READING TEXT:
---

Those who deal with residential properties with long lease hold interests may well have heard of the famous ‘section 20’ notices which can get served when there are some hefty project works and costs on the horizon.
They stem from the Landlord & Tenant Act 1985 and are a neat way to calm down an ultimate freeholder, landlord, or management company getting carried away with repairs and projects works to the communal areas of a property and expecting each leaseholder-tenant to pay this through the service charge.
So maybe a fancy new redecoration job, or entering a large regular cleaning contract.
In short, this obliges the ultimate interest to send a series of legal notices to each long leaseholder - not only forewarning them of this, but providing an opportunity for selecting the right contractor and basis.
In Addition to Legal Liability
The actual validity of any such works will be separately covered by the lease and legislation. So whether a landlord can get away with a new roof will be dictated by whether this is clear in the lease, and whether such works are just repairs or full-blown replacements.
Assuming in principle the proposed works are okay, then this ‘section 20’ mechanism through separate legislation controls the practical choice and cost of the contractor then doing this.
The 7 Secrets to Section 20 Notices
There is actually a lot of information available already on these section 20 notices, however it tends to get quite technical on the legal side and working through cases of when it can and can’t work.
For those involved in the reality of these, it’s helpful to have something a bit more practical.
Therefore, whether you’re a property manager organising them, an owner looking to serve them, or a leaseholder receiving them; here are 7 key factors to these to help make them a reality.
1. The 3 Main Notices
There’s three notices needed, all in this order; Notice of Intention, Statement of Estimates, and Notice of Reasons.
You generally need 30 days in between these -, being careful of correct dates being stated in each, taking into account previous dates.
These are in a prescribed format which you can easily get hold of;, the first one simply alerting leaseholders to what’s happening before the second one then offering definite quotes and options to be considered.
If the final decision is to accept the lowest-priced proposal or one that has been suggested by a leaseholder, then you don’t necessarily need this last third notice, which means only two out of three are needed. However, prudence may well dictate that this is still worth serving.
2. Send Them Correctly
It’s obvious, but sometimes easily missed and therefore leaving potential grounds to argue that they’re not valid. That’s making sure they’re sent in the correct format and fashion.
This is to the official long lease hold owners that you have logged, rather than just any intermediaries like managing agents or theactual occupiers.
Actual contact and correspondence details can be as communicated by them, and not necessarily recorded delivery, although it is prudent of course to send recorded and double-check contact details if you think there could be issues emerging.
Also, make sure these are sent in the name of the actual freeholder, and not just a management company, even though a management company may have the authority for normal service charge invoices.
3. Log All replies
You need to log all forms of feedback from people after these notices, and this means all.
So not only obvious letters on file or emails kept safe, but even more informal conversations should be written down and noted, both positive and negative. All of course complying with relevant data protection obligations.
Also, residents may well be more pro-active and use their right to request a certain contractor to quote for works and therefore enforce yet further workload.
4. Have Details to View
The notices will just provide a summary of the works or services, however you need to have full details available at a location for residents to come and consider.
This may not happen that often, and if they do you may end up just sending an email with a more detailed spec or quote, say.

---

SOURCE MATERIAL:
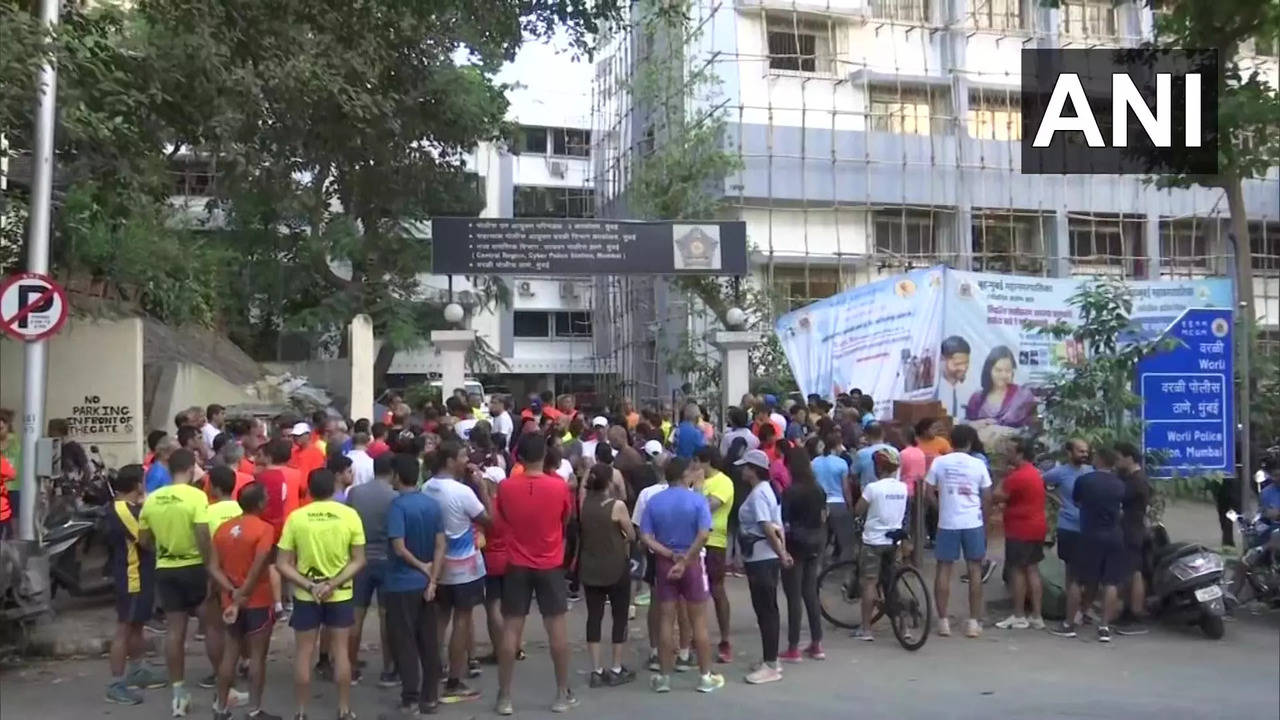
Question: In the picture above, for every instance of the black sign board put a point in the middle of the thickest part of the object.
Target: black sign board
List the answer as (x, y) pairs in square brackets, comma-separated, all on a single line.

---

REQUIRED ACTIONS:
[1] In the text on section 20 notices, why might only two of the three notices be needed? Answer in one to three sentences.
[2] Name the three notices that the text on section 20 notices lists, in the order it gives.
[3] Write the next part of the text on section 20 notices, picking up after its final sentence.
The lines play no part in this work.

TASK-BY-TASK RESULTS:
[1] The last notice is not necessarily needed if the final decision is to accept the lowest-priced proposal or one suggested by a leaseholder. Prudence may still make it worth serving.

[2]
1. Notice of Intention
2. Statement of Estimates
3. Notice of Reasons

[3]
However, technically these need to be ready to view, so files and paperwork at say an office or other location, for example, with clarity on what times these can be seen and any photocopying facilities.
5. Know the Limits
Cutting to the chase, the limits are £250 to each resident for one-off works, and £100 each year for any ongoing services.
As an example, you may have to install new lighting to an area as a one-off cost this year, and therefore you’re making sure the total one-off cost is below £250 to each leaseholder.
On the other side, you may have a regular M&E contract with an electrician to maintain and test all electrical, lighting, and fire equipment at the property. It may be an ongoing contract for 3 years billed every month, where the total annual cost per resident should not be above £100 each.
As soon as you go above these levels, with all the extras like fees and VAT of course, then the obligation triggers, although one good point is that you’re only then dealing with monies above these caps which is unrecoverable rather than the whole amount.
So if the works come out at £310 each, residents still need to pay £250 up to the level; it’s the £60 extra that they don’t.
6. Careful Splitting
One little way around this whole system is to split any proposed works or services so that they fall within different periods. This means the figures can be split, with each one hopefully under the threshold if possible.
In short, there’s three potential ways for this. Firstly, to split the project in different stages or phases, so maybe the electrical and services first, and then re-decoration at some point in the future.
The second is to split by time, so do one part this current service charge year, and the other in a following service charge period.
And the third which is applicable for the ongoing qualifying services is to only enter a contract for 364 days, and therefore not officially being a year long to trigger this duty.
If these are genuine cases then you may well be okay, but if they are more contrived to bypass the system then it can be a grey area as to whether this is allowed. Courts’ or rather tribunals’ input may be needed, after all, this whole piece of legislation is meant to be there for a reason and to limit things.
7. Sorting Out Disputes
As a final pointer, remember that there are ways to progress matters if you simply can’t get them agreed.
That’s the good news, along withnd the fact that even seriously threatening this through the First Tier Tribunal, the official appeal body, can help focus everyone’s mind to come to a fair resolution.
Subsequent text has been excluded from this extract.